→ **ROWS**:
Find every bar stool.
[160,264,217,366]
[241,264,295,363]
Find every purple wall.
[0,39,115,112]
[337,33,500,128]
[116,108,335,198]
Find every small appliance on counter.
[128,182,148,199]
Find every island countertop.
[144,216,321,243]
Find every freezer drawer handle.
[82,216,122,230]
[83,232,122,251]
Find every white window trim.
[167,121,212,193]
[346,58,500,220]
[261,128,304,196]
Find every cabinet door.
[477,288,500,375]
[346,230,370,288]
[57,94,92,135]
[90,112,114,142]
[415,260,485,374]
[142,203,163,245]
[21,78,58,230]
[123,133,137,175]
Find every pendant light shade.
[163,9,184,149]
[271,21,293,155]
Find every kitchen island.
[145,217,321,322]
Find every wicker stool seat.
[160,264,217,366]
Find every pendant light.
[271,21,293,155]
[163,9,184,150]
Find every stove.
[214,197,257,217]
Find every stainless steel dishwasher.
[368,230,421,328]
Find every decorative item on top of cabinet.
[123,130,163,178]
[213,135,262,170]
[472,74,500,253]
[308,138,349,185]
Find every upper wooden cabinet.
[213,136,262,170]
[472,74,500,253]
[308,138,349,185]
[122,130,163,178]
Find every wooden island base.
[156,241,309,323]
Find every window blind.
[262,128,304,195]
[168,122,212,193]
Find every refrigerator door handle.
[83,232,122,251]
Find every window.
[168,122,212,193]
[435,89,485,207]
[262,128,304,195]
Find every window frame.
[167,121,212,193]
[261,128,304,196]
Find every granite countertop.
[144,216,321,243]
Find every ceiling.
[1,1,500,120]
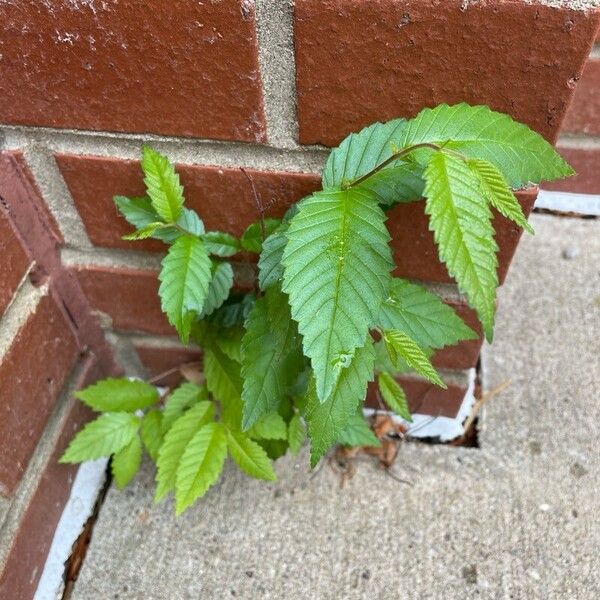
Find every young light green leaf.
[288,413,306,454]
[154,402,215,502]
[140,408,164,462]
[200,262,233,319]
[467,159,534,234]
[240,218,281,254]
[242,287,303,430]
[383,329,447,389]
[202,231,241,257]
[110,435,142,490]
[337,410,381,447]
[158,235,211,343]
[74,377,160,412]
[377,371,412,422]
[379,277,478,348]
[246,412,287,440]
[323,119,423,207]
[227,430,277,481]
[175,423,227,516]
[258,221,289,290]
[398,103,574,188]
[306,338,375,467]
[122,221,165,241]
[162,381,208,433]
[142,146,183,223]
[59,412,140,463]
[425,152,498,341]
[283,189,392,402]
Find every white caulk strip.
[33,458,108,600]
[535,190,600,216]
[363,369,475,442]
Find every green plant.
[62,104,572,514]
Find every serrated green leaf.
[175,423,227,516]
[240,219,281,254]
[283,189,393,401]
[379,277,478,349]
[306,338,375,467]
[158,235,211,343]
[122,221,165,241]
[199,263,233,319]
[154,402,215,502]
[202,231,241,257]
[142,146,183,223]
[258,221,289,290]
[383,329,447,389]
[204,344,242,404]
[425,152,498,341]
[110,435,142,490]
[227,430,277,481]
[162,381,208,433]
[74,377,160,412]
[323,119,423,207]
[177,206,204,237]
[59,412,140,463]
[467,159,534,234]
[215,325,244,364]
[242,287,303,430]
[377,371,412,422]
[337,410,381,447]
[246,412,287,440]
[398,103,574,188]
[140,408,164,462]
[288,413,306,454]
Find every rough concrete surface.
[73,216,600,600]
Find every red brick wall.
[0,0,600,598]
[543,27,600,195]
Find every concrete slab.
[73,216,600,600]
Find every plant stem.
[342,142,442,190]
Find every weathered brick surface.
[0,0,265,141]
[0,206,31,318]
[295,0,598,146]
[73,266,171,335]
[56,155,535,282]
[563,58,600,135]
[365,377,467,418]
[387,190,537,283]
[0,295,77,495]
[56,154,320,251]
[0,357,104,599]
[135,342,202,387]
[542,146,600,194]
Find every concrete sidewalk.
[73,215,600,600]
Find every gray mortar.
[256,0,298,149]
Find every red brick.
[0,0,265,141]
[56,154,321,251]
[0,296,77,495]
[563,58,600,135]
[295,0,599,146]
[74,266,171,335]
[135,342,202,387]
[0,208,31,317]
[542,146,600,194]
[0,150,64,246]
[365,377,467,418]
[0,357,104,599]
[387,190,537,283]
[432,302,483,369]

→ **REQUIREMENT**:
Turn every line of the records above into one numbered list, skipping any blank lines and leaving the pictures out.

→ **OUTPUT OF THE TASK**:
1. Find every bar stool.
2. [160,264,217,366]
3. [241,264,295,363]
4. Find every purple wall.
5. [0,39,115,112]
6. [337,33,500,128]
7. [116,108,335,198]
8. Find every small appliance on counter.
9. [128,182,148,199]
10. Find every island countertop.
11. [144,216,321,243]
12. Find every freezer drawer handle.
13. [82,216,122,230]
14. [83,232,122,251]
15. Find every white window trim.
16. [167,121,212,193]
17. [346,58,500,220]
18. [261,128,304,196]
19. Find every cabinet door.
20. [477,288,500,375]
21. [346,230,370,288]
22. [57,94,92,135]
23. [90,112,114,142]
24. [415,260,485,374]
25. [142,203,163,245]
26. [21,78,58,230]
27. [123,133,137,175]
28. Find every pendant light shade.
29. [163,9,184,149]
30. [271,21,293,155]
31. Find every kitchen island.
32. [145,217,321,322]
33. Find every wicker stool seat.
34. [160,264,217,366]
35. Find every pendant light.
36. [271,21,293,155]
37. [163,9,184,150]
38. Find every stove.
39. [214,197,257,217]
40. Find every stainless steel dishwasher.
41. [368,230,421,328]
42. Find every decorative item on top of cabinet.
43. [123,130,163,178]
44. [213,135,262,170]
45. [472,74,500,253]
46. [308,138,349,185]
47. Find every upper wooden cabinet.
48. [213,136,262,170]
49. [472,74,500,253]
50. [308,138,349,185]
51. [122,130,163,178]
52. Find every wooden island base.
53. [156,241,309,323]
54. Find every window blind.
55. [262,128,304,195]
56. [168,122,212,193]
57. Find every refrigerator door handle.
58. [83,232,122,251]
59. Find every window.
60. [168,122,212,193]
61. [435,89,485,207]
62. [262,128,304,195]
63. Find every window frame.
64. [167,121,212,193]
65. [261,128,304,196]
66. Find every granite countertop.
67. [144,216,321,243]
68. Find every ceiling.
69. [1,1,500,120]
70. Find every young light green leaf.
71. [288,413,306,454]
72. [154,402,215,502]
73. [140,408,164,462]
74. [200,262,233,319]
75. [467,159,534,234]
76. [240,218,281,254]
77. [242,287,303,430]
78. [383,329,447,389]
79. [202,231,241,257]
80. [110,435,142,490]
81. [337,410,381,447]
82. [158,235,211,343]
83. [74,377,160,412]
84. [377,371,412,422]
85. [379,277,478,348]
86. [246,412,287,440]
87. [323,119,423,207]
88. [227,430,277,481]
89. [175,423,227,516]
90. [258,221,289,290]
91. [398,103,574,188]
92. [306,338,375,467]
93. [122,221,165,241]
94. [162,381,208,433]
95. [142,146,183,223]
96. [59,412,140,463]
97. [425,152,498,341]
98. [283,189,392,402]
99. Find every white caulk strip.
100. [33,458,108,600]
101. [535,190,600,216]
102. [363,369,475,442]
103. Find every green plant.
104. [62,104,572,514]
105. Find every serrated green leaf.
106. [175,423,227,516]
107. [240,219,281,254]
108. [283,189,393,401]
109. [379,277,478,349]
110. [306,338,375,467]
111. [158,235,211,343]
112. [122,221,165,241]
113. [199,263,233,319]
114. [154,402,215,502]
115. [202,231,241,257]
116. [142,146,183,223]
117. [258,221,289,290]
118. [383,329,447,389]
119. [204,344,242,404]
120. [425,152,498,341]
121. [110,435,142,490]
122. [227,430,277,481]
123. [162,381,208,433]
124. [74,377,160,412]
125. [323,119,423,207]
126. [177,206,204,237]
127. [59,412,140,463]
128. [467,159,534,234]
129. [215,325,244,364]
130. [242,287,303,430]
131. [377,371,412,422]
132. [337,410,381,447]
133. [246,412,287,440]
134. [398,103,574,188]
135. [140,408,164,462]
136. [288,413,306,454]
137. Find every rough concrete surface.
138. [73,216,600,600]
139. Find every red brick wall.
140. [0,0,600,598]
141. [543,27,600,195]
142. Find every concrete slab.
143. [73,216,600,600]
144. Find every plant stem.
145. [342,142,442,190]
146. Find every weathered brick surface.
147. [0,0,265,141]
148. [0,206,31,318]
149. [295,0,598,146]
150. [73,266,171,335]
151. [56,155,535,282]
152. [563,58,600,135]
153. [365,377,467,418]
154. [387,190,537,283]
155. [0,295,77,495]
156. [56,154,320,251]
157. [0,357,104,599]
158. [135,342,202,387]
159. [542,146,600,194]
160. Find every concrete sidewalk.
161. [73,215,600,600]
162. Find every gray mortar.
163. [256,0,298,149]
164. Find every red brick.
165. [0,0,265,141]
166. [56,154,321,251]
167. [0,296,77,495]
168. [563,58,600,135]
169. [295,0,599,146]
170. [74,266,171,335]
171. [135,342,202,387]
172. [0,208,31,317]
173. [542,146,600,194]
174. [0,150,64,246]
175. [365,377,467,418]
176. [0,357,104,599]
177. [387,190,537,283]
178. [432,302,483,369]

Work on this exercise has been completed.